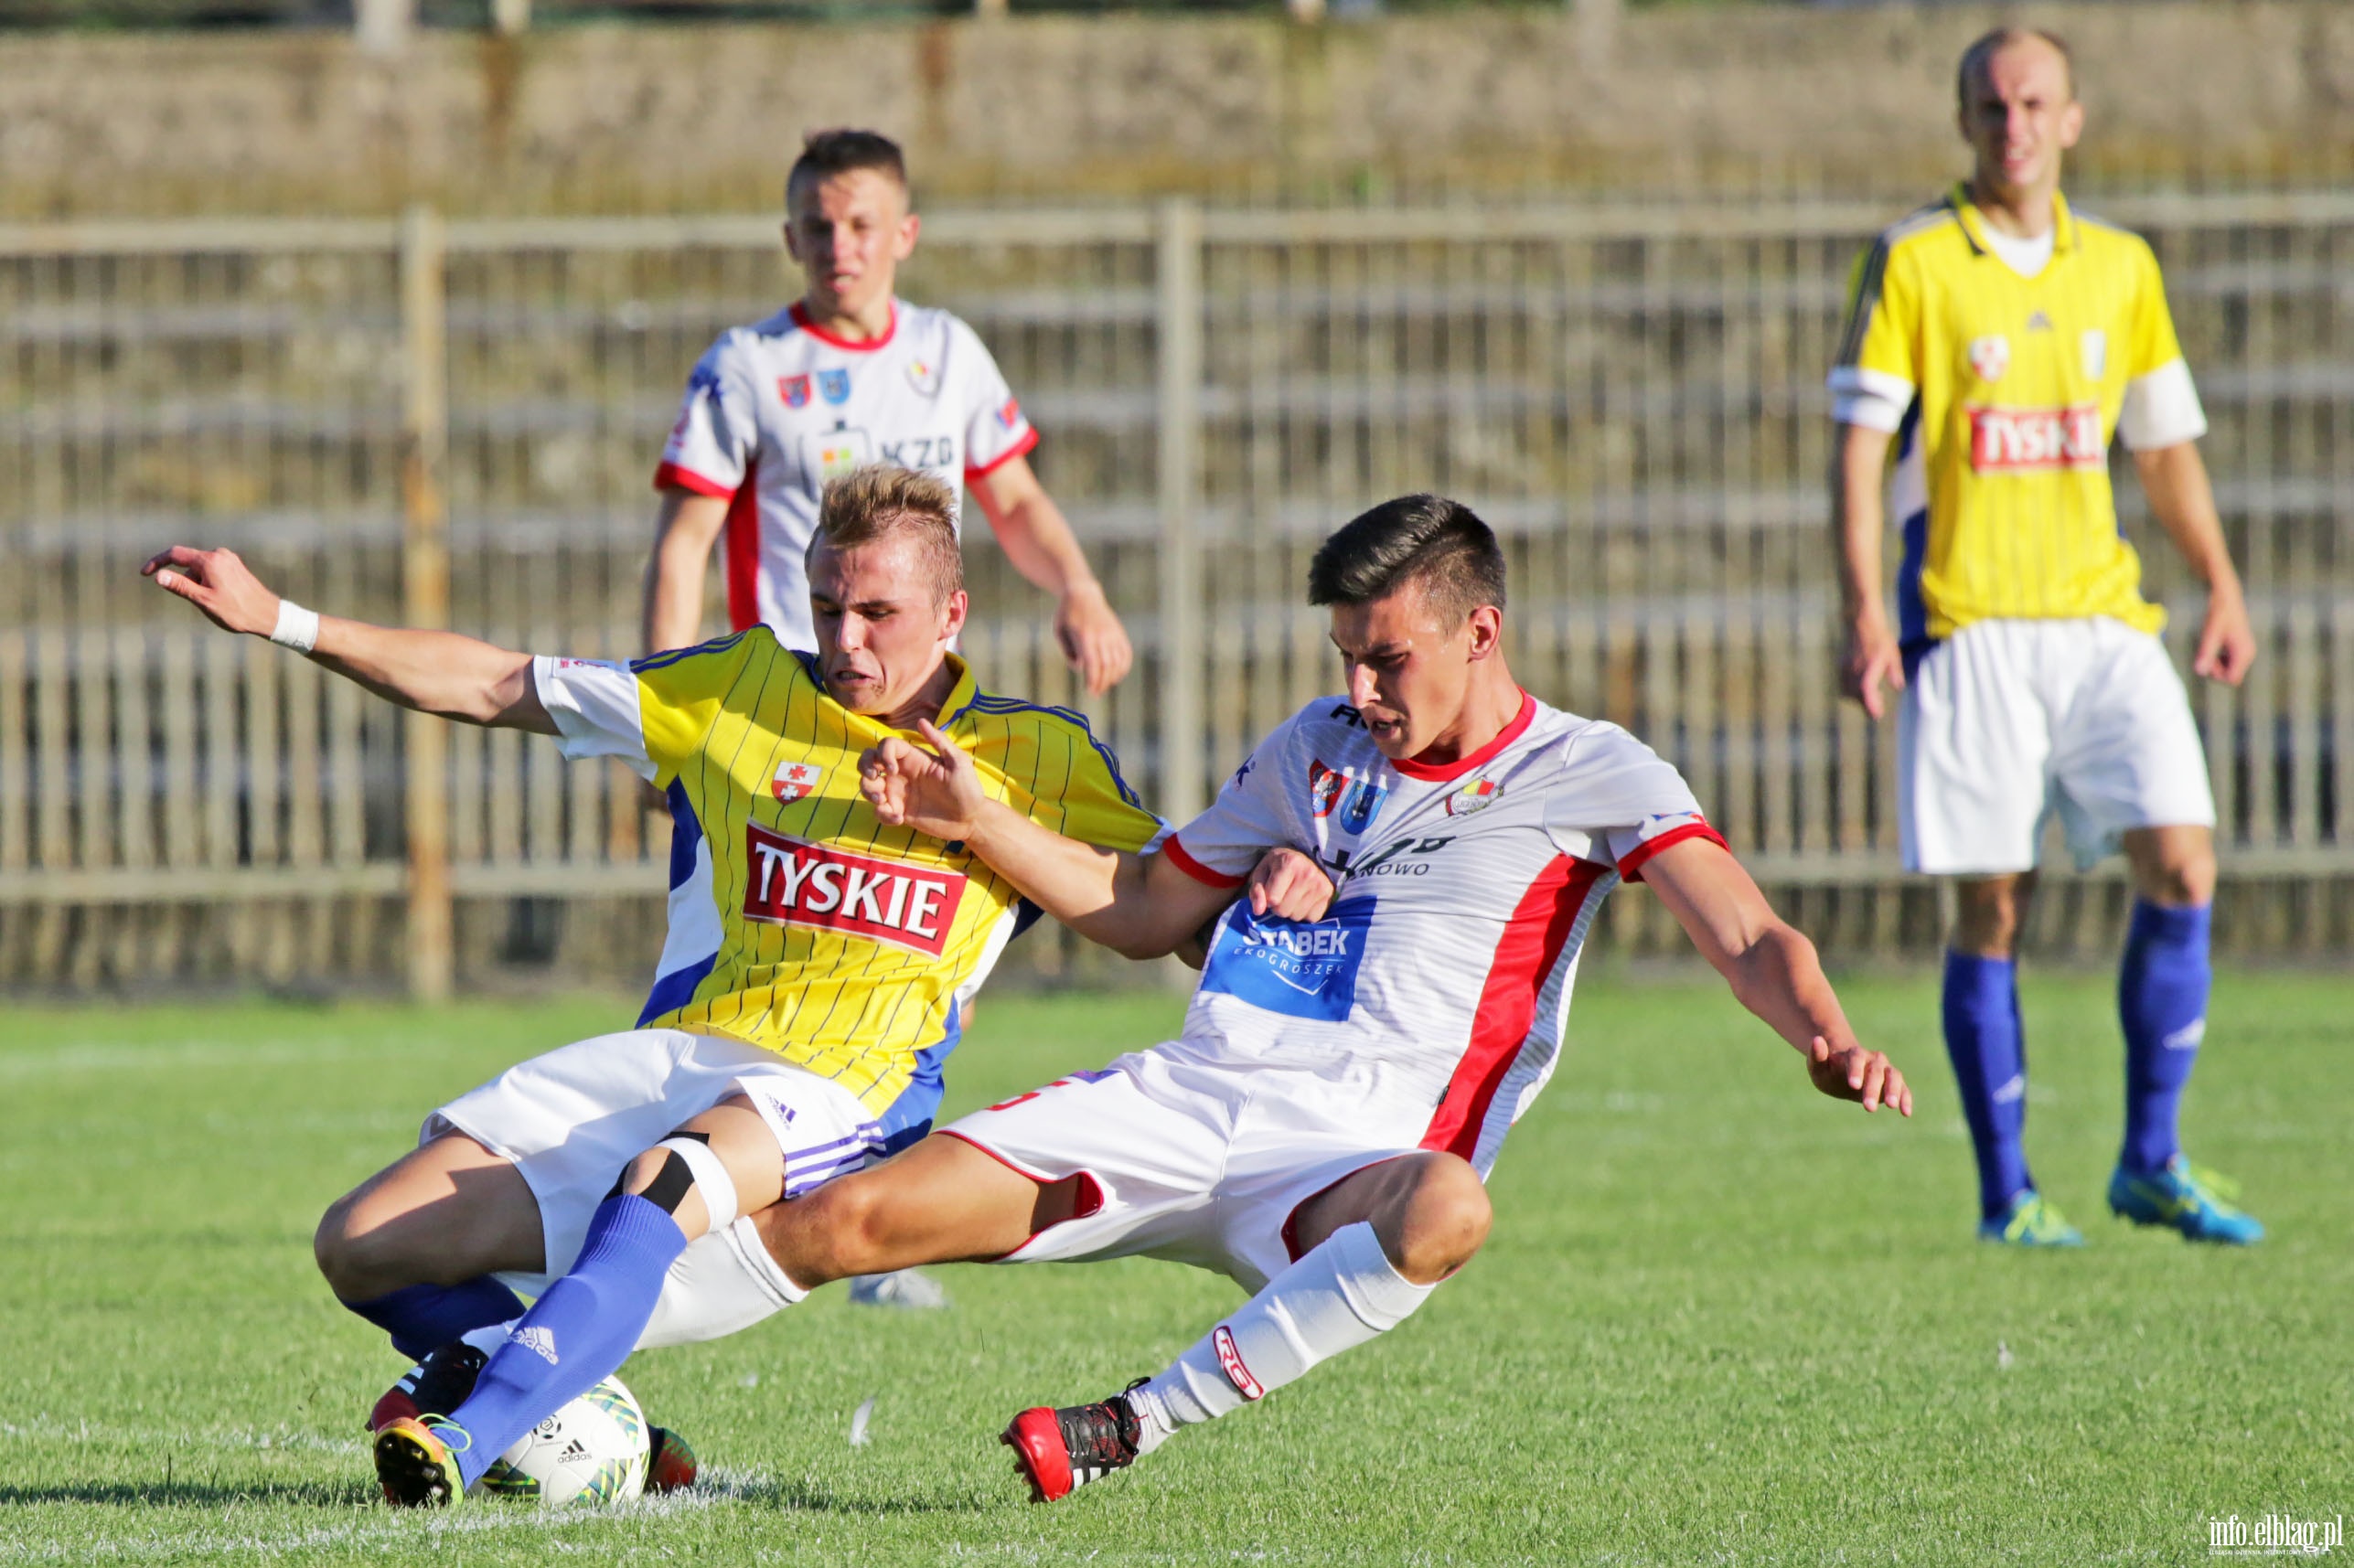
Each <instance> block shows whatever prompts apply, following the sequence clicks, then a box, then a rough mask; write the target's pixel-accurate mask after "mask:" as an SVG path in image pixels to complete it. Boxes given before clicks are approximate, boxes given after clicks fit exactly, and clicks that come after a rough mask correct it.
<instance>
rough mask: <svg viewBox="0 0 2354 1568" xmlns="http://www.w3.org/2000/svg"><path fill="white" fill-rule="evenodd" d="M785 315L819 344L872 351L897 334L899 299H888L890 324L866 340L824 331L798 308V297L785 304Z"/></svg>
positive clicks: (809, 317)
mask: <svg viewBox="0 0 2354 1568" xmlns="http://www.w3.org/2000/svg"><path fill="white" fill-rule="evenodd" d="M786 315H791V318H793V325H796V327H800V330H803V332H807V334H810V337H814V339H817V341H819V344H831V346H833V348H847V351H850V353H873V351H876V348H883V346H887V344H890V339H895V337H897V334H899V301H897V299H892V301H890V325H887V327H883V337H871V339H866V341H857V339H847V337H836V334H833V332H826V330H824V327H819V325H817V323H814V320H810V313H807V311H803V308H800V301H798V299H796V301H793V304H791V306H786Z"/></svg>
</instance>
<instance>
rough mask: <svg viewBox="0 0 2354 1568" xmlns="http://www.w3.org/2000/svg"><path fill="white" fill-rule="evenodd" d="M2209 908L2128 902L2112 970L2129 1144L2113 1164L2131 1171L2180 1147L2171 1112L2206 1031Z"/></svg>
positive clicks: (2160, 1164)
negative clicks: (2122, 1023) (2121, 1050)
mask: <svg viewBox="0 0 2354 1568" xmlns="http://www.w3.org/2000/svg"><path fill="white" fill-rule="evenodd" d="M2210 911H2213V906H2208V904H2196V906H2192V909H2168V906H2163V904H2149V902H2144V899H2137V902H2135V904H2133V930H2130V935H2128V937H2126V963H2123V965H2121V968H2119V972H2116V1017H2119V1022H2123V1026H2126V1147H2123V1149H2121V1151H2119V1156H2116V1161H2119V1163H2121V1165H2123V1168H2126V1170H2128V1172H2133V1175H2149V1172H2154V1170H2161V1168H2163V1165H2166V1161H2170V1158H2173V1156H2175V1154H2180V1151H2182V1144H2180V1142H2177V1135H2175V1114H2177V1111H2180V1107H2182V1088H2185V1085H2187V1083H2189V1081H2192V1064H2196V1062H2199V1041H2201V1038H2203V1036H2206V996H2208V982H2210V979H2213V970H2210V968H2208V916H2210Z"/></svg>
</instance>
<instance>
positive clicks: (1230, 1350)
mask: <svg viewBox="0 0 2354 1568" xmlns="http://www.w3.org/2000/svg"><path fill="white" fill-rule="evenodd" d="M1210 1344H1215V1347H1217V1370H1222V1373H1224V1375H1226V1382H1231V1384H1233V1391H1236V1394H1241V1396H1243V1398H1259V1396H1262V1394H1266V1389H1264V1387H1259V1380H1257V1377H1252V1375H1250V1368H1248V1366H1243V1351H1241V1349H1236V1344H1233V1330H1231V1328H1226V1326H1224V1323H1219V1326H1217V1333H1215V1335H1210Z"/></svg>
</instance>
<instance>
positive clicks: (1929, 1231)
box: [0, 975, 2354, 1563]
mask: <svg viewBox="0 0 2354 1568" xmlns="http://www.w3.org/2000/svg"><path fill="white" fill-rule="evenodd" d="M1843 991H1846V996H1848V1005H1850V1010H1853V1015H1855V1019H1857V1026H1860V1029H1864V1031H1867V1036H1869V1038H1874V1041H1876V1043H1883V1045H1888V1048H1890V1050H1895V1052H1897V1055H1900V1062H1902V1064H1904V1067H1907V1069H1909V1071H1911V1074H1914V1081H1916V1085H1919V1102H1921V1104H1919V1111H1921V1114H1919V1116H1916V1118H1914V1121H1911V1123H1900V1121H1895V1118H1893V1116H1874V1118H1867V1116H1862V1114H1857V1111H1853V1109H1846V1107H1834V1104H1831V1102H1824V1099H1817V1097H1815V1095H1813V1092H1810V1090H1808V1088H1806V1081H1803V1076H1801V1074H1798V1069H1796V1059H1794V1057H1791V1055H1789V1052H1787V1050H1784V1048H1782V1045H1777V1043H1775V1041H1773V1038H1770V1036H1766V1034H1763V1029H1761V1026H1756V1024H1751V1022H1749V1019H1747V1015H1742V1012H1740V1010H1737V1008H1735V1005H1733V1003H1730V1001H1728V998H1725V996H1723V991H1721V989H1718V986H1714V984H1700V982H1681V979H1678V982H1636V979H1627V977H1594V979H1589V982H1587V986H1584V991H1582V994H1580V1001H1577V1012H1575V1050H1572V1055H1570V1057H1568V1062H1565V1064H1563V1069H1561V1074H1558V1078H1556V1081H1554V1088H1551V1090H1549V1092H1547V1097H1544V1099H1542V1102H1540V1104H1537V1109H1535V1111H1532V1114H1530V1116H1528V1118H1525V1121H1523V1125H1521V1130H1518V1132H1516V1137H1514V1147H1511V1151H1509V1154H1507V1156H1504V1163H1502V1165H1499V1170H1497V1175H1495V1198H1497V1231H1495V1238H1492V1243H1490V1245H1488V1250H1485V1253H1483V1255H1481V1257H1478V1262H1474V1264H1471V1269H1469V1271H1467V1274H1464V1276H1462V1278H1457V1281H1455V1283H1450V1285H1448V1288H1445V1290H1441V1293H1438V1295H1436V1297H1434V1300H1431V1302H1429V1307H1424V1311H1422V1314H1419V1316H1417V1318H1412V1321H1410V1323H1408V1326H1405V1328H1401V1330H1398V1333H1394V1335H1389V1337H1387V1340H1384V1342H1379V1344H1375V1347H1368V1349H1363V1351H1356V1354H1354V1356H1346V1358H1342V1361H1337V1363H1330V1366H1325V1368H1323V1370H1318V1373H1316V1375H1314V1377H1311V1380H1306V1382H1302V1384H1297V1387H1292V1389H1285V1391H1281V1394H1278V1396H1274V1398H1271V1401H1269V1403H1266V1406H1262V1408H1257V1410H1248V1413H1241V1415H1236V1417H1231V1420H1224V1422H1217V1424H1215V1427H1208V1429H1201V1431H1189V1434H1184V1436H1182V1439H1179V1441H1175V1443H1172V1446H1170V1448H1165V1450H1161V1453H1158V1455H1153V1457H1151V1460H1149V1462H1146V1464H1142V1467H1139V1469H1135V1471H1132V1474H1128V1476H1121V1479H1116V1481H1109V1483H1102V1486H1092V1488H1088V1490H1083V1493H1080V1495H1076V1497H1073V1500H1069V1502H1064V1504H1059V1507H1052V1509H1033V1507H1029V1504H1026V1502H1024V1490H1022V1488H1019V1483H1017V1481H1015V1476H1012V1467H1010V1457H1008V1455H1005V1450H1003V1448H998V1446H996V1431H998V1427H1000V1424H1003V1422H1005V1417H1008V1415H1010V1413H1012V1410H1017V1408H1022V1406H1026V1403H1040V1401H1045V1403H1064V1401H1073V1398H1080V1396H1085V1398H1095V1396H1102V1394H1104V1391H1109V1389H1113V1387H1118V1384H1121V1382H1125V1380H1128V1377H1132V1375H1139V1373H1149V1370H1158V1368H1161V1366H1163V1361H1165V1358H1168V1356H1170V1354H1175V1351H1177V1349H1182V1347H1184V1344H1186V1342H1191V1340H1193V1337H1196V1335H1198V1333H1201V1330H1203V1328H1205V1326H1208V1323H1210V1321H1215V1316H1217V1314H1219V1311H1222V1309H1224V1307H1226V1304H1231V1302H1233V1300H1236V1295H1233V1288H1231V1285H1226V1283H1224V1281H1219V1278H1210V1276H1205V1274H1193V1271H1186V1269H1179V1267H1175V1264H1158V1262H1121V1264H1102V1267H1033V1269H979V1267H958V1269H946V1271H944V1278H946V1283H949V1288H951V1290H953V1293H956V1309H953V1311H949V1314H892V1311H873V1309H852V1307H847V1304H845V1302H843V1300H840V1290H829V1293H822V1295H819V1297H817V1300H812V1302H810V1304H807V1307H800V1309H796V1311H789V1314H784V1316H779V1318H772V1321H770V1323H765V1326H760V1328H758V1330H753V1333H749V1335H742V1337H737V1340H732V1342H723V1344H709V1347H692V1349H676V1351H657V1354H647V1356H643V1358H638V1361H633V1363H631V1368H629V1373H626V1377H629V1382H631V1387H633V1389H636V1391H638V1396H640V1398H643V1401H645V1406H647V1410H650V1413H652V1415H654V1420H661V1422H669V1424H678V1427H680V1429H685V1431H687V1434H690V1436H692V1439H694V1446H697V1448H699V1453H701V1457H704V1464H706V1476H709V1479H711V1481H713V1486H709V1490H704V1493H699V1495H692V1497H687V1500H671V1502H645V1504H636V1507H629V1509H619V1511H610V1514H539V1511H530V1509H523V1507H497V1504H490V1507H483V1504H468V1507H466V1509H461V1511H457V1514H447V1516H431V1519H424V1516H393V1514H388V1511H386V1509H384V1507H381V1504H379V1502H377V1500H374V1483H372V1474H370V1464H367V1453H365V1448H363V1443H360V1417H363V1413H365V1410H367V1406H370V1401H372V1398H374V1394H377V1391H381V1389H384V1384H386V1382H388V1377H391V1375H393V1373H395V1370H398V1363H395V1358H393V1356H391V1351H388V1349H384V1344H381V1342H379V1340H377V1335H374V1333H372V1330H367V1328H365V1326H363V1323H358V1321H355V1318H351V1316H346V1314H344V1311H341V1309H337V1307H334V1302H332V1300H330V1297H327V1293H325V1288H322V1285H320V1283H318V1278H315V1274H313V1269H311V1248H308V1238H311V1224H313V1220H315V1215H318V1210H320V1208H322V1205H325V1203H327V1201H330V1198H332V1196H337V1194H339V1191H344V1189H346V1187H351V1184H353V1182H358V1180H360V1177H363V1175H367V1172H370V1170H372V1168H377V1165H381V1163H384V1161H388V1158H393V1156H395V1154H398V1151H400V1149H403V1147H407V1142H410V1137H412V1135H414V1128H417V1121H419V1116H421V1114H424V1111H426V1109H428V1107H431V1104H435V1102H438V1099H440V1097H447V1095H452V1092H454V1090H461V1088H466V1085H468V1083H473V1081H478V1078H483V1076H487V1074H490V1071H494V1069H499V1067H504V1064H506V1062H513V1059H516V1057H523V1055H530V1052H537V1050H544V1048H551V1045H558V1043H565V1041H570V1038H577V1036H584V1034H596V1031H600V1029H610V1026H614V1022H617V1019H619V1017H626V1005H624V1003H619V1001H614V998H588V1001H548V1003H530V1005H464V1008H452V1010H443V1012H417V1010H403V1008H393V1005H381V1003H346V1005H339V1008H327V1010H301V1008H278V1005H191V1008H141V1010H28V1008H19V1010H14V1012H12V1015H9V1017H7V1019H5V1022H0V1198H5V1205H0V1215H5V1217H0V1281H5V1285H0V1288H5V1297H0V1300H5V1311H0V1561H195V1559H205V1561H214V1559H231V1561H242V1559H266V1561H290V1563H311V1561H424V1559H443V1561H466V1563H490V1561H497V1563H506V1561H513V1563H525V1561H544V1559H548V1556H567V1554H584V1556H593V1559H607V1561H612V1559H626V1561H654V1559H664V1561H666V1559H697V1561H725V1563H737V1561H777V1563H937V1561H975V1563H998V1561H1005V1563H1036V1561H1045V1563H1059V1561H1078V1559H1090V1561H1106V1563H1113V1561H1116V1563H1130V1561H1135V1563H1257V1561H1271V1563H1335V1561H1337V1563H1356V1561H1365V1563H1394V1561H1408V1563H1499V1561H1544V1563H1551V1561H1591V1563H1815V1561H1836V1563H1876V1561H1878V1563H1888V1561H1902V1563H1987V1561H2003V1563H2109V1561H2130V1563H2149V1561H2156V1563H2175V1561H2203V1559H2206V1556H2208V1519H2210V1516H2225V1514H2234V1511H2236V1514H2241V1516H2253V1514H2265V1511H2288V1514H2300V1516H2333V1514H2345V1511H2349V1509H2354V1373H2349V1344H2347V1311H2349V1304H2354V1260H2349V1245H2347V1243H2349V1222H2347V1215H2349V1191H2354V1137H2349V1130H2347V1121H2349V1104H2354V1052H2349V1050H2347V1043H2345V1041H2347V1019H2349V1015H2354V982H2347V979H2328V977H2279V975H2265V977H2241V979H2229V982H2225V984H2222V989H2220V991H2217V998H2215V1029H2213V1031H2210V1036H2208V1041H2210V1043H2208V1052H2206V1062H2201V1069H2199V1083H2196V1088H2194V1095H2192V1111H2189V1128H2187V1132H2189V1140H2192V1149H2194V1151H2196V1154H2199V1156H2201V1158H2203V1161H2208V1163H2213V1165H2220V1168H2225V1170H2229V1172H2234V1175H2239V1177H2241V1180H2243V1182H2246V1191H2248V1205H2250V1208H2253V1210H2255V1212H2257V1215H2262V1217H2265V1220H2267V1224H2272V1231H2274V1234H2272V1238H2269V1241H2267V1243H2265V1245H2262V1248H2257V1250H2253V1253H2241V1255H2227V1253H2215V1250H2192V1248H2187V1245H2182V1243H2180V1241H2175V1238H2170V1236H2163V1234H2147V1231H2128V1229H2123V1227H2119V1224H2114V1222H2109V1220H2107V1212H2104V1210H2102V1205H2100V1191H2102V1182H2104V1177H2107V1170H2109V1161H2112V1154H2114V1140H2116V1114H2119V1045H2116V1038H2114V1022H2112V1017H2109V1001H2107V982H2102V979H2097V977H2083V979H2039V982H2034V984H2032V991H2029V998H2027V1005H2029V1034H2032V1050H2034V1062H2036V1074H2039V1076H2036V1085H2034V1097H2032V1125H2029V1137H2032V1151H2034V1154H2036V1168H2039V1177H2041V1182H2043V1184H2046V1191H2048V1194H2050V1196H2053V1198H2055V1201H2060V1203H2062V1208H2067V1212H2069V1215H2072V1217H2074V1220H2079V1222H2081V1224H2086V1229H2088V1234H2090V1241H2093V1245H2090V1248H2088V1250H2083V1253H2079V1255H2013V1253H1999V1250H1991V1248H1982V1245H1977V1243H1975V1241H1973V1238H1970V1222H1973V1217H1975V1212H1973V1210H1975V1205H1973V1182H1970V1156H1968V1140H1966V1137H1963V1130H1961V1121H1959V1111H1956V1102H1954V1090H1951V1081H1949V1074H1947V1067H1944V1059H1942V1050H1940V1045H1937V1036H1935V1029H1933V1017H1935V986H1933V982H1928V979H1871V982H1864V979H1855V982H1848V984H1846V986H1843ZM1175 1015H1177V1001H1175V998H1163V996H1118V998H1099V996H1069V998H1043V1001H1026V998H1010V996H1005V998H996V1001H991V1003H989V1005H986V1008H984V1010H982V1015H979V1026H977V1029H975V1036H972V1043H970V1045H967V1048H965V1050H963V1052H960V1057H958V1069H956V1083H953V1095H951V1099H953V1104H956V1107H970V1104H979V1102H984V1099H991V1097H998V1095H1000V1092H1008V1090H1017V1088H1024V1085H1029V1083H1033V1081H1043V1078H1048V1076H1052V1074H1055V1071H1059V1069H1064V1067H1080V1064H1092V1062H1099V1059H1102V1057H1106V1055H1111V1052H1113V1050H1116V1048H1125V1045H1137V1043H1149V1041H1153V1038H1158V1036H1161V1034H1163V1031H1165V1029H1168V1026H1170V1024H1172V1022H1175ZM869 1396H873V1398H876V1413H873V1427H871V1439H873V1441H871V1443H869V1446H864V1448H852V1446H850V1443H847V1431H850V1415H852V1410H855V1408H857V1406H859V1401H864V1398H869Z"/></svg>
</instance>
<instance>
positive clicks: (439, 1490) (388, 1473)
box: [377, 1415, 466, 1509]
mask: <svg viewBox="0 0 2354 1568" xmlns="http://www.w3.org/2000/svg"><path fill="white" fill-rule="evenodd" d="M450 1431H457V1429H454V1427H450ZM377 1481H379V1483H381V1486H384V1500H386V1502H391V1504H393V1507H395V1509H447V1507H454V1504H457V1500H459V1497H464V1495H466V1483H464V1481H461V1479H459V1469H457V1453H454V1450H452V1448H450V1443H445V1441H443V1436H440V1431H435V1429H433V1427H428V1424H426V1422H424V1420H417V1417H410V1415H400V1417H395V1420H391V1422H386V1424H384V1429H381V1431H377Z"/></svg>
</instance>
--------
Task item: Your job is to copy out every line from the records above that has the word "rough".

Completed exercise:
Each <instance> block shows whatever prompts apply, following the sequence clicks, then a box, then a rough mask; write the target's pixel-accurate mask after "mask:" as an SVG path in image pixels to complete it. Boxes given before clicks are approximate, boxes given after clicks fit exactly, and clicks that come after a rough mask correct it.
rough mask: <svg viewBox="0 0 2354 1568" xmlns="http://www.w3.org/2000/svg"><path fill="white" fill-rule="evenodd" d="M785 315L819 344L872 351L897 334L899 299H888L890 324L866 340L824 331L798 308V297L785 304Z"/></svg>
rough mask: <svg viewBox="0 0 2354 1568" xmlns="http://www.w3.org/2000/svg"><path fill="white" fill-rule="evenodd" d="M2209 908L2128 902L2112 970L2129 1144L2113 1164L2131 1171L2180 1147L2171 1112L2206 1031Z"/></svg>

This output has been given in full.